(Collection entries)
* * * * *

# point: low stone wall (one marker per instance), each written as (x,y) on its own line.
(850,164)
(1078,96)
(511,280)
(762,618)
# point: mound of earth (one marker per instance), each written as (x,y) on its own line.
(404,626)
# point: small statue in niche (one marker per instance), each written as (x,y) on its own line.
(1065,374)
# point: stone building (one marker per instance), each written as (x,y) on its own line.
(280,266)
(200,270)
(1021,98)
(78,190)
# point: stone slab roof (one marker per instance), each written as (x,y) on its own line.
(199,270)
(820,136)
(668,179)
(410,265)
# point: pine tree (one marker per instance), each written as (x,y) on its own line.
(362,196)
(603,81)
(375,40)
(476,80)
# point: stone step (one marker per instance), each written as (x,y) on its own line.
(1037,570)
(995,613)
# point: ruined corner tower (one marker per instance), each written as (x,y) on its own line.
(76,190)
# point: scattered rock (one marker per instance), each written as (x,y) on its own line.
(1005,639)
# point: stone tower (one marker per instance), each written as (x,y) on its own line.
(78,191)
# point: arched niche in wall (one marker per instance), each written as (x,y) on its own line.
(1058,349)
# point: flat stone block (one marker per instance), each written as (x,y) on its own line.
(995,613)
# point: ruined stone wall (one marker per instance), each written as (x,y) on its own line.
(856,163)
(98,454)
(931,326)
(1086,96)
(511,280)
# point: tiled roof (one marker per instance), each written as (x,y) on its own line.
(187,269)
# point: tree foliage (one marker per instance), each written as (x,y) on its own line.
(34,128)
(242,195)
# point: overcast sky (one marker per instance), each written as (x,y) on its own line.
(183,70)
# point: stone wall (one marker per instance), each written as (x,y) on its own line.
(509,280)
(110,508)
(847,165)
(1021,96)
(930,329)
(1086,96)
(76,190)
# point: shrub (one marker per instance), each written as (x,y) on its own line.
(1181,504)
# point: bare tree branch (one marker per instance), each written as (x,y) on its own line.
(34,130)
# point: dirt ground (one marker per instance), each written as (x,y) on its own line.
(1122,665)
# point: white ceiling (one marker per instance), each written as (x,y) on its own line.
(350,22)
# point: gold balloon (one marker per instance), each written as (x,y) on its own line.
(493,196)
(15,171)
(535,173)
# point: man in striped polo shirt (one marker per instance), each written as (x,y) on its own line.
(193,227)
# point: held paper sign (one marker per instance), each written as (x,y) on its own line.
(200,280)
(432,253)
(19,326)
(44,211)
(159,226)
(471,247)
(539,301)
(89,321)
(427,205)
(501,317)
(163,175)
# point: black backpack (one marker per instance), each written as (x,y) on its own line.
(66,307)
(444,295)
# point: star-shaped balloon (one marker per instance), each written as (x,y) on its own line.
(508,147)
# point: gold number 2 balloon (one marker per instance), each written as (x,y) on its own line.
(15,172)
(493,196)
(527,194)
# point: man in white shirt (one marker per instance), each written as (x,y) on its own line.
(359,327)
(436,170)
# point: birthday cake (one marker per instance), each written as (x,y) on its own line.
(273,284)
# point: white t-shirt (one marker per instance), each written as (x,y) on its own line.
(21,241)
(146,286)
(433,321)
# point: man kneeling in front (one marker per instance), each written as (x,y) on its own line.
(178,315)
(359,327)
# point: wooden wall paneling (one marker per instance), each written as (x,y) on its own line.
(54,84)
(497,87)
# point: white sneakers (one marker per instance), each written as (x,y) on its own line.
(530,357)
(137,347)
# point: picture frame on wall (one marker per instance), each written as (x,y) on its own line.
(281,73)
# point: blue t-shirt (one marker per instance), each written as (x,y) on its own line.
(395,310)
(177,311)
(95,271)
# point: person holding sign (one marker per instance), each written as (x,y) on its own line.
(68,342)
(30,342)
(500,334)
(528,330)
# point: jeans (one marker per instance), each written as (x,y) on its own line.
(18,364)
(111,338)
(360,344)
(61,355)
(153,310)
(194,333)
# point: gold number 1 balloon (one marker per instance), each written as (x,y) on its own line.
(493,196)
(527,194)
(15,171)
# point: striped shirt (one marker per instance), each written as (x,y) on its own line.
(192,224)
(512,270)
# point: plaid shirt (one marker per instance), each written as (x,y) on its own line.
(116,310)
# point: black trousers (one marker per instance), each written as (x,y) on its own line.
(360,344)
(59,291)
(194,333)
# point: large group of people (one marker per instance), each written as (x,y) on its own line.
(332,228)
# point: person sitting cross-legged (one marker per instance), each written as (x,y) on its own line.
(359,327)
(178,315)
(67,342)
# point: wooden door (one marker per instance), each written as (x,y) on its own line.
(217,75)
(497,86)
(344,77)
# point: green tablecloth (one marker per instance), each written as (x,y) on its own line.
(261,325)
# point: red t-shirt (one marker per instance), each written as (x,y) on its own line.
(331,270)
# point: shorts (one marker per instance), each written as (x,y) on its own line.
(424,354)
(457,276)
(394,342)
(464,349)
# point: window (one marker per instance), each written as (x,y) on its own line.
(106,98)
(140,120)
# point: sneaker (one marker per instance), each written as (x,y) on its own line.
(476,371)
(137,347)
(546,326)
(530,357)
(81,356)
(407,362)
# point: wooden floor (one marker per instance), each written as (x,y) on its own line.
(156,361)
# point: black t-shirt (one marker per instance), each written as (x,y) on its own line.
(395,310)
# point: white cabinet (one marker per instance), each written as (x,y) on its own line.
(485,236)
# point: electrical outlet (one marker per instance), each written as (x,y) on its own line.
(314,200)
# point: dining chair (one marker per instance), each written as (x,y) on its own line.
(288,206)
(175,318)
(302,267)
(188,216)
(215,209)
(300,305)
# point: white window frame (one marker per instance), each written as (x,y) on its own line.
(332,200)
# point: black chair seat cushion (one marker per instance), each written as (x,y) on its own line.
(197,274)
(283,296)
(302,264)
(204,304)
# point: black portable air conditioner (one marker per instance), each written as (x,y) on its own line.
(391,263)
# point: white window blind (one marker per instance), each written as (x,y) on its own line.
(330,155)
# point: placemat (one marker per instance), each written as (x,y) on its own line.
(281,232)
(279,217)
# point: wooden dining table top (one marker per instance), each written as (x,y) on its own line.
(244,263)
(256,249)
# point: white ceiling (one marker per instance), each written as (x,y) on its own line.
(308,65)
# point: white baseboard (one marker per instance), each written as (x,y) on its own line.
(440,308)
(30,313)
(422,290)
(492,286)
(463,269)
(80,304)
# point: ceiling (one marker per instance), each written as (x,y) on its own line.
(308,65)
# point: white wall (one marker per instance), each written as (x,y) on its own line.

* * * * *

- _EXERCISE GOAL_: Without omitting anything, output the data verbatim.

- _RESULT BELOW_:
# point: low stone wall (one marker per instance), each written as (x,y) on its own line.
(850,164)
(1078,96)
(511,280)
(762,618)
# point: mound of earth (one marker per instance), each written as (x,y) on its own line.
(404,626)
# point: small statue in niche (one marker per instance), each written as (x,y) on its own line.
(1065,374)
# point: stone building (one marker per instance), each written as (x,y) on its own line.
(280,266)
(200,270)
(1021,98)
(78,190)
# point: stone slab roof (one marker per instance), each written as (x,y) on its own line.
(199,270)
(820,136)
(668,179)
(410,265)
# point: pine tree (one marker per instance), each written as (x,y) on its own line.
(362,196)
(603,81)
(375,40)
(476,80)
# point: stone step (one marker per instance), each written as (x,y) on its own line.
(1037,570)
(995,613)
# point: ruined corner tower (one marker per instance), each written as (x,y) on its own line.
(76,190)
# point: scattered rock (one marker per instance), each written as (x,y) on its own line.
(1005,639)
# point: stone tower (one marker per instance), each written as (x,y) on its own line.
(78,191)
# point: arched niche in wall (one marker per instance), each written as (x,y) on its own line.
(1058,349)
# point: flat stone block (one marker per instance), each written as (x,y) on its own line.
(995,613)
# point: ruined stone wall (one marker per instance), each written as (x,y) on its own line.
(856,163)
(98,454)
(931,326)
(1086,96)
(511,280)
# point: tiled roof (one marker per instance), each written as (x,y) on its own line.
(187,269)
# point: tree foliage (one marker per instance), each written as (x,y) on its own line.
(34,128)
(242,195)
# point: overcast sky (one marker per instance), each written as (x,y) on its own line.
(183,70)
# point: stone wall (one marker per instance), each written as (x,y) on its own line.
(509,280)
(110,508)
(847,165)
(1021,96)
(930,329)
(1086,96)
(76,190)
# point: shrub (one marker per instance), each written as (x,y) on its own line.
(1181,504)
# point: bare tree branch (one marker per instance), each written as (x,y) on its own line.
(34,130)
# point: dirt ground (one marker per instance), each written as (x,y) on its own line.
(1122,665)
# point: white ceiling (one marker per instance), each written as (x,y) on its own line.
(350,22)
# point: gold balloon (one marker per instance), each written as (x,y) on its own line.
(493,196)
(15,171)
(535,173)
# point: man in striped polo shirt (one marker per instance), each written as (x,y) on its own line.
(193,227)
# point: held paper sign (one marker per instance), each written as (x,y) on its own line.
(200,280)
(432,253)
(19,326)
(44,211)
(159,226)
(471,247)
(539,301)
(89,321)
(427,205)
(501,317)
(163,175)
# point: black backpack (one marker per instance), each written as (x,y) on its own line.
(66,307)
(444,295)
# point: star-shaped balloon (one marker per instance), each written as (x,y) on its own line.
(508,147)
# point: gold number 2 balloon (one marker per instance), each written as (x,y) on its own line.
(15,172)
(493,196)
(527,194)
# point: man in white shirt (one marker per instance), each written as (x,y) on its own line.
(359,327)
(436,170)
# point: birthday cake (one marker per instance), each written as (x,y) on its own line.
(273,284)
# point: white t-shirt (one marker per instance), each written as (x,y) on its own line.
(21,241)
(146,286)
(433,321)
# point: man kneeling in front (one marker per instance), each written as (x,y) on its own line.
(178,315)
(359,327)
# point: wooden wall paneling (one marker per instance), each written as (x,y) on its own line.
(54,84)
(497,87)
# point: white sneakers (one marker per instance), each written as (x,y) on its own line.
(530,357)
(137,347)
# point: picture frame on wall (one marker per instance), each written as (x,y) on its own line.
(281,73)
# point: blue t-shirt (one marker per instance), each written as (x,y) on its own line.
(395,310)
(177,311)
(95,271)
# point: person holding sign (one marker per instance), each written as (x,y) on its own line.
(68,342)
(30,342)
(500,334)
(528,330)
# point: jeans (one marker per instance), each written as (x,y) on its own line.
(18,364)
(111,338)
(360,344)
(61,355)
(153,310)
(194,333)
# point: gold number 1 balloon (one marker per instance), each written as (x,y) on its own line.
(493,196)
(527,194)
(15,171)
# point: striped shirt (one marker per instance), each written as (x,y) on its own line.
(192,224)
(512,270)
# point: plaid shirt (one marker per instance), each written as (x,y) on its own line.
(116,310)
# point: black trousers (one marker per instance), each written as (x,y) on its own line.
(360,344)
(59,291)
(194,333)
# point: large group of people (one marker per instance), each written as (x,y) on its own line.
(332,228)
# point: person sitting cross-legged (one marker per instance), each written as (x,y) on its own line.
(359,327)
(178,315)
(67,342)
# point: wooden door (one marker per instance), each written as (x,y) on its own line.
(217,75)
(497,86)
(344,77)
# point: green tablecloth (one marker per instance), each written as (x,y) on its own line.
(261,325)
# point: red t-shirt (one marker per instance), each written as (x,y) on its own line.
(331,270)
# point: shorts (one marker per instance), each written as (x,y) on its own line.
(424,354)
(457,276)
(394,342)
(464,349)
# point: window (one marker per instance), each written as (x,y) on its own line.
(106,98)
(140,120)
# point: sneaker (one marker per instance), each written as (x,y) on its own line.
(476,371)
(137,347)
(546,326)
(530,357)
(81,356)
(407,362)
# point: wooden floor (one marker per instance), each written as (x,y) on its own line.
(156,361)
# point: black t-shirt (one marker per instance), each written as (x,y) on its own line.
(395,310)
# point: white cabinet (one marker per instance), each written as (x,y) on its own line.
(485,236)
# point: electrical outlet (one marker per instance), each written as (x,y) on its own line.
(314,200)
# point: dining chair (one marker per instance), each written as (x,y) on its own line.
(288,206)
(175,318)
(302,267)
(188,216)
(215,209)
(300,305)
# point: white window frame (one marker per instance), each written as (x,y) on its own line.
(332,200)
# point: black chair seat cushion (one marker per instance), each written as (x,y) on its own line.
(197,274)
(283,296)
(302,264)
(204,304)
# point: black portable air conditioner (one marker per instance), each written as (x,y) on its own line.
(391,263)
# point: white window blind (one marker per instance), each written as (x,y) on its own line.
(330,155)
# point: placemat (one marker per instance), each written as (x,y) on its own line.
(281,232)
(279,217)
# point: wooden dining table top (one marker per instance), each written as (x,y) on its own line.
(244,263)
(256,249)
# point: white ceiling (one marker per instance), each written as (x,y) on its own line.
(308,65)
# point: white baseboard (one marker per instance), each written as (x,y) on its own line.
(440,308)
(30,313)
(422,290)
(492,286)
(463,269)
(80,304)
# point: ceiling (one marker per instance), each written as (x,y) on its own line.
(308,65)
# point: white wall (one marker per instance), each written as (x,y) on its own line.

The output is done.